**WORK REQUIRED:**
Pick up the forum thread on what the Italian insult "stronzo" means from where it stops.

**DOCUMENT EXTRACT:**
But, more commonly, it means bastard, evil person... for instance, a cheated girlfiend, a student referring to a bad teacher, and so on... says it in this meaning.


----------



## sweet_cate

Il termine "stronzo" è molto dispregiativo e indica una persona che si è comportata o si comporta molto male. Nessuno pensa più al significato letterale della parola quando la sente, forse per questo è molto usata.

E' il termine volgare più efficace per indicare una persona che inganna, abusa o manipola o usa gli altri, un misto di cinismo e di cattiveria pura, insomma.
Una persona che può essere davvero dannosa quindi, e da cui è meglio stare alla larga o che si merita di essere trattato male perchè è potenzialmente pericolosa per chiunque,  perchè è una persona che non ha rispetto degli altri suoi consimili.

Capite bene che piuttosto che raccontare tutto questo di una persona è molto più veloce e pratico dire semplicemente "E' uno stronzo/è una stronza". Ripeto, dimenticando il significato puro e originario del termine.

La stessa cosa dicasi quando si sente dire "XXXX è una merda". ("XXXX is a shit").

Vuol dire semplicemente il livello più basso degli esseri umani, una persona di cui è meglio non fidarsi in assoluto.

Peraltro è molto difficile che sia usata "di fronte" alla persona di cui lo si pensa, se si arriva a questo vuol dire che si è arrivati ad un livello di insulti che precede probabilisticamente la rissa, i pugni e il desiderio di fare male fisicamente a chi ti dice queste parole.

Meglio usarle (se proprio si deve) con molta parsimonia quindi, pur nella consapevolezza che persone che si comportano così biecamente e a livelli così infimi  purtroppo esistono e si possono incontrare in qualsiasi continente.

Saluti. Ciao.  


Ps. Attenzione!! Può essere usata anche in termini scherzosi tra amici, ma bisogna che si sappia "a priori" che chi te lo dice non lo pensa veramente, che è solo un'esagerazione per prenderti in giro insomma. Altrimenti, se detta seriamente, può portare le conseguenze negative di cui parlavo sopra.

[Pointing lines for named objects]
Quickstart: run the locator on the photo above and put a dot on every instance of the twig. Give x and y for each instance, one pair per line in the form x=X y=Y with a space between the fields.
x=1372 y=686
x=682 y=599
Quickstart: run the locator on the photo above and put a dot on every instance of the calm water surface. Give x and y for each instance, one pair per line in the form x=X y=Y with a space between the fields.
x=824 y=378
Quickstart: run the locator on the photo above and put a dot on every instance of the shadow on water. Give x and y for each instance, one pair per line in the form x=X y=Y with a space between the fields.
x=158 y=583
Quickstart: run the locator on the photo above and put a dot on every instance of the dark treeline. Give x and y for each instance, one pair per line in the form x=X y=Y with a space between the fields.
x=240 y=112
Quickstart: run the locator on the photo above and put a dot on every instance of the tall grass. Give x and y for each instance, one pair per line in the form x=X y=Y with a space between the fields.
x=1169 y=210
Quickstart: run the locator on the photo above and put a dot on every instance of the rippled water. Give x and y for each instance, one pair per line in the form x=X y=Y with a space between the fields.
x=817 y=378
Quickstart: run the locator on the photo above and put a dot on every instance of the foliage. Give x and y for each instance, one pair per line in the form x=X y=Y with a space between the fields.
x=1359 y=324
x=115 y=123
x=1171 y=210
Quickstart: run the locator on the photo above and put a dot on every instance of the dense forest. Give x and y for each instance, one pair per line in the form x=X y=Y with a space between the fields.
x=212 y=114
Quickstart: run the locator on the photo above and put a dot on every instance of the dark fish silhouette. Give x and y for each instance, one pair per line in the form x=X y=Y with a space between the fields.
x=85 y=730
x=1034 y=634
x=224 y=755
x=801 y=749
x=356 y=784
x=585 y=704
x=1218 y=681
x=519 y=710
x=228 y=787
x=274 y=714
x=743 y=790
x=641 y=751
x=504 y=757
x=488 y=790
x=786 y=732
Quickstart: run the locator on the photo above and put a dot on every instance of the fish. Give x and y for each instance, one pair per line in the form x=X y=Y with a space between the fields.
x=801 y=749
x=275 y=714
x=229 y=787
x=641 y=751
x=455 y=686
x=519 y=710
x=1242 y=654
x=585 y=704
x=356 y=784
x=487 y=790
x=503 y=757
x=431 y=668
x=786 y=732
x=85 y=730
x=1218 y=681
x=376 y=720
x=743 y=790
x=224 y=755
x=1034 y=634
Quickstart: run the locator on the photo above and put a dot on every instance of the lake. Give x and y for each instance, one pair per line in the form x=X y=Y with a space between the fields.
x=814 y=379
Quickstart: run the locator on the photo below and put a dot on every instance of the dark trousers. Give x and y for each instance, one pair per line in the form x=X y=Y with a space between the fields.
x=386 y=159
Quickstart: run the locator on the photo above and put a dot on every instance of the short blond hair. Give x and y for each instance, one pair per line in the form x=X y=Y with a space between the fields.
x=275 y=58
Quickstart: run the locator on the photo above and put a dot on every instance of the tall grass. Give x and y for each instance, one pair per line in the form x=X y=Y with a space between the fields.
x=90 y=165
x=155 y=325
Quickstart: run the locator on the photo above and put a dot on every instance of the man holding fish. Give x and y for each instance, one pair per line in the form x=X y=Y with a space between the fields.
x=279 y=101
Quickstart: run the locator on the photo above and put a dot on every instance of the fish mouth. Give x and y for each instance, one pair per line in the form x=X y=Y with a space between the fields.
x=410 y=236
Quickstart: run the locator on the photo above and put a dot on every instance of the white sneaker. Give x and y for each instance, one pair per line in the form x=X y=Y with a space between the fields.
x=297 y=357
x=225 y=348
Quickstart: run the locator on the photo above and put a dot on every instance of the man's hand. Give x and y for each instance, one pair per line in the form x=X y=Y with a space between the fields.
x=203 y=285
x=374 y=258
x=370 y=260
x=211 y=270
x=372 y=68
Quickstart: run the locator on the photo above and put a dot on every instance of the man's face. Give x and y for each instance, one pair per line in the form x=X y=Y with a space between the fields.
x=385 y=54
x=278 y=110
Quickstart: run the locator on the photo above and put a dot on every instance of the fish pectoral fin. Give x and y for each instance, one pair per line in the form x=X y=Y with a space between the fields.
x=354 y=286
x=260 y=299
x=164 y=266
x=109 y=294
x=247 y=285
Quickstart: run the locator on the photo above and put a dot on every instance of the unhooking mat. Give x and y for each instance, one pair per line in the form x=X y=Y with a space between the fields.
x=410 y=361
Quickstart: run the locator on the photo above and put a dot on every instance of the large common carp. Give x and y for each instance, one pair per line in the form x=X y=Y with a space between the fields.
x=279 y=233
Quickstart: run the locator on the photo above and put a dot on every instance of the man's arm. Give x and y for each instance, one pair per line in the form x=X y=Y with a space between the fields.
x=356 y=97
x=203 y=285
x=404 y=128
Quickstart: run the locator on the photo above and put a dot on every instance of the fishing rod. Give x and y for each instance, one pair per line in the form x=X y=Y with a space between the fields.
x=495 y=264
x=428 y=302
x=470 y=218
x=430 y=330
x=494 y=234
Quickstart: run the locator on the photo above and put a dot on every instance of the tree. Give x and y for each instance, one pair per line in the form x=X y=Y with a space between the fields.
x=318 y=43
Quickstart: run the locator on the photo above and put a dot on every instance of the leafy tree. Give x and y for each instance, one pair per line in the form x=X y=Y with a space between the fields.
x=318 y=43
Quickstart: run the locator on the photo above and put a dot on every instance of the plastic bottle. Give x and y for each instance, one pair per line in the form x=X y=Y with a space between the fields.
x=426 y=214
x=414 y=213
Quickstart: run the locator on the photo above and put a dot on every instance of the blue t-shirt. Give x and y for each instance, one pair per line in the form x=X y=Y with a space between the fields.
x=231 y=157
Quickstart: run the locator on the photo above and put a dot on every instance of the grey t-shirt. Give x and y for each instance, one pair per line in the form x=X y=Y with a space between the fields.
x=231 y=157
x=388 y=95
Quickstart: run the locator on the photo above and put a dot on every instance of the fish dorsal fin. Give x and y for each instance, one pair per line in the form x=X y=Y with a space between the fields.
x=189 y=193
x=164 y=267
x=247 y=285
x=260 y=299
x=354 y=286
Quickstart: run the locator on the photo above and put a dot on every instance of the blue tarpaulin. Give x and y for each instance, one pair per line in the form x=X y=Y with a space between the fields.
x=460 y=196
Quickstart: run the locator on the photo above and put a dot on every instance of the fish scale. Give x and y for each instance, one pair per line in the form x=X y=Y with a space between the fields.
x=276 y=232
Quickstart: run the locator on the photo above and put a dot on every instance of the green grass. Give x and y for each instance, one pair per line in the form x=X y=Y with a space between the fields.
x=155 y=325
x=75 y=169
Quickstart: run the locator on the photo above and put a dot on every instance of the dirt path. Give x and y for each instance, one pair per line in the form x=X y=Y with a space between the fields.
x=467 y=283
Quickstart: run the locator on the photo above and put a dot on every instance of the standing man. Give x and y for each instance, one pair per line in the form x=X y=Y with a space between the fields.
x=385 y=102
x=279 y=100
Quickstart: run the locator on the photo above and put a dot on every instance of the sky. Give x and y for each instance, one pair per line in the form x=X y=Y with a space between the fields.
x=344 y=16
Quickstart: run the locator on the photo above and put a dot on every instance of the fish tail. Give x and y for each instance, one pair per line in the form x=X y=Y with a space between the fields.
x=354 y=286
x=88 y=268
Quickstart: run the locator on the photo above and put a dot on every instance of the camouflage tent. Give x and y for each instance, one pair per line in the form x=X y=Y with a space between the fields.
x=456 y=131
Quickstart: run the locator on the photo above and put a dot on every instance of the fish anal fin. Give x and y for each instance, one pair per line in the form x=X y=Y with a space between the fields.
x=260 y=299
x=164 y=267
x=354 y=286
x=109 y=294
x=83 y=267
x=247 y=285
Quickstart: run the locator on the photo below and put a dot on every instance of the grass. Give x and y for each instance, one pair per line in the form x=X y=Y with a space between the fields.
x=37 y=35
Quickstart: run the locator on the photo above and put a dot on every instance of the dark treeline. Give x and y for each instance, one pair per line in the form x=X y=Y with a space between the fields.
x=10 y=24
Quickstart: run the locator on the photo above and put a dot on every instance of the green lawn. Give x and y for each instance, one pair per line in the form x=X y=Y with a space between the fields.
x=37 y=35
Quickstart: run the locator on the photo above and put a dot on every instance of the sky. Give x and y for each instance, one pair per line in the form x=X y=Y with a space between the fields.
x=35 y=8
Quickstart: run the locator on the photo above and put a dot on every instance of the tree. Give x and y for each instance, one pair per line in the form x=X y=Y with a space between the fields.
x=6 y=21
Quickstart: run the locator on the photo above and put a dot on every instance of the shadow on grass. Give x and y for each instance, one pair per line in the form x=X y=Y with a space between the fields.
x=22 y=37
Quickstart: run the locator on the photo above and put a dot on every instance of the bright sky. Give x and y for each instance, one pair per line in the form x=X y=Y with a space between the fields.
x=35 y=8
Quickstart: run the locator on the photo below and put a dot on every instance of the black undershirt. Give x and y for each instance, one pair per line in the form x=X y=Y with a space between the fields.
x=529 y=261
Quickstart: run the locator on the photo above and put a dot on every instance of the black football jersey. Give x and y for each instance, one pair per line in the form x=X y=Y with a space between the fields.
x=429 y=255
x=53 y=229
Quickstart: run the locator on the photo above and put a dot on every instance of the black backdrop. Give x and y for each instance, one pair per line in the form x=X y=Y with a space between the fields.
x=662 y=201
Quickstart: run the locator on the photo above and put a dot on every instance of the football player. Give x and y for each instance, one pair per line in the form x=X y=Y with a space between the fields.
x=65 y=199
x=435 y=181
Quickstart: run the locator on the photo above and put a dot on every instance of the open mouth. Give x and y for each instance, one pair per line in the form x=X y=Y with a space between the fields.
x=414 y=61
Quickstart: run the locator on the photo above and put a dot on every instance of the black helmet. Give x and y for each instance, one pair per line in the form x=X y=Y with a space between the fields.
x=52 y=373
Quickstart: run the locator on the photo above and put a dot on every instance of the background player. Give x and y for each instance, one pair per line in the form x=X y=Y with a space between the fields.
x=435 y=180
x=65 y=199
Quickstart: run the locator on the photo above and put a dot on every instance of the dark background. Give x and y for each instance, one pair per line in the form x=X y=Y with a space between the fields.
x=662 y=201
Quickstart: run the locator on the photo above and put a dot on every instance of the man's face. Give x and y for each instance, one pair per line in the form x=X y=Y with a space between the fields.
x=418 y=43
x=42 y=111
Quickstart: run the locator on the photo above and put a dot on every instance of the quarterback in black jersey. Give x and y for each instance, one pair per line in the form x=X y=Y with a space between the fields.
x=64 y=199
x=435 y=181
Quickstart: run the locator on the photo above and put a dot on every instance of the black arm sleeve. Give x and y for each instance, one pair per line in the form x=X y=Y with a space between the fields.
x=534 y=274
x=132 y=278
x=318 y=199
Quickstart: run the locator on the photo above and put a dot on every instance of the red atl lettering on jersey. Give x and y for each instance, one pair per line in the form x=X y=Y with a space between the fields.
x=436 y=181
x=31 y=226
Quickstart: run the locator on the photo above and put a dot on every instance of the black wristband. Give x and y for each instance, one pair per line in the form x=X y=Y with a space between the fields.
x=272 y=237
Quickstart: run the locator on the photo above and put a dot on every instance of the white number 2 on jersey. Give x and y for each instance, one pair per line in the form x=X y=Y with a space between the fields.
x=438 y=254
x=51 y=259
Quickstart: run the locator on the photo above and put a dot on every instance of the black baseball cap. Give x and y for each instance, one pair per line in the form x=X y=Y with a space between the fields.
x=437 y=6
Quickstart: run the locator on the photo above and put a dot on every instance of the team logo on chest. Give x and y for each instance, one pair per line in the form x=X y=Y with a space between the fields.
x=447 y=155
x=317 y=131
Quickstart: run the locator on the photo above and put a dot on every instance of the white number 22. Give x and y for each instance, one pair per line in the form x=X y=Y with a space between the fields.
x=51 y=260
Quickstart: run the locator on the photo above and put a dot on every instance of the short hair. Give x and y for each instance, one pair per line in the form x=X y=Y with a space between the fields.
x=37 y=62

**ANSWER TO THIS PROBLEM:**
----------



## Hillbilly

Long before I began studying Italian, I learned the word “stronzo” from an Elmore Leonard crime novel about some Mafia characters.  

  One of the characters was American, young, good looking, muscular, and stupid.  The Italian guys would call him “stronzo,” among other things, and he thought it was a compliment.

  There is one thing in particular I have noticed from reading this forum.  The more a word is considered vulgar, the harder it becomes to translate exactly because the literal meaning is loosely applied.

  It also helps one realize that the assigning of meaning to individual words is sort of arbitrary.  People collectively decide to take offense when a certain word is uttered.


----------



## toddsschneider

*stronzone*
I assume it means something a bit stronger than "guy" or "fellow".


----------



## foofoodude

came accross this old set of posts while using the dictionary but I noticed that no one seems to have included a translation that many english people (not US) would use in place of this word...

Wanker! (or even "tosser")

It too can be used both in an abusive manner ("scum of the earth") as described by pretty much everyone above and also as ...well... a kind of term of endearment amongst friends ("ello wanker how are you?") or to indicate that someone has done something stupid ("ahhh you spilt your drink all over me you stupid wanker!"). 

The abusive one indicates that the person is horrible intensionally and the last one (stupid wanker - in friendly or abusive use) might also be translateable with "coglione/ testa del cazzo" in italian or "dickhead" in english.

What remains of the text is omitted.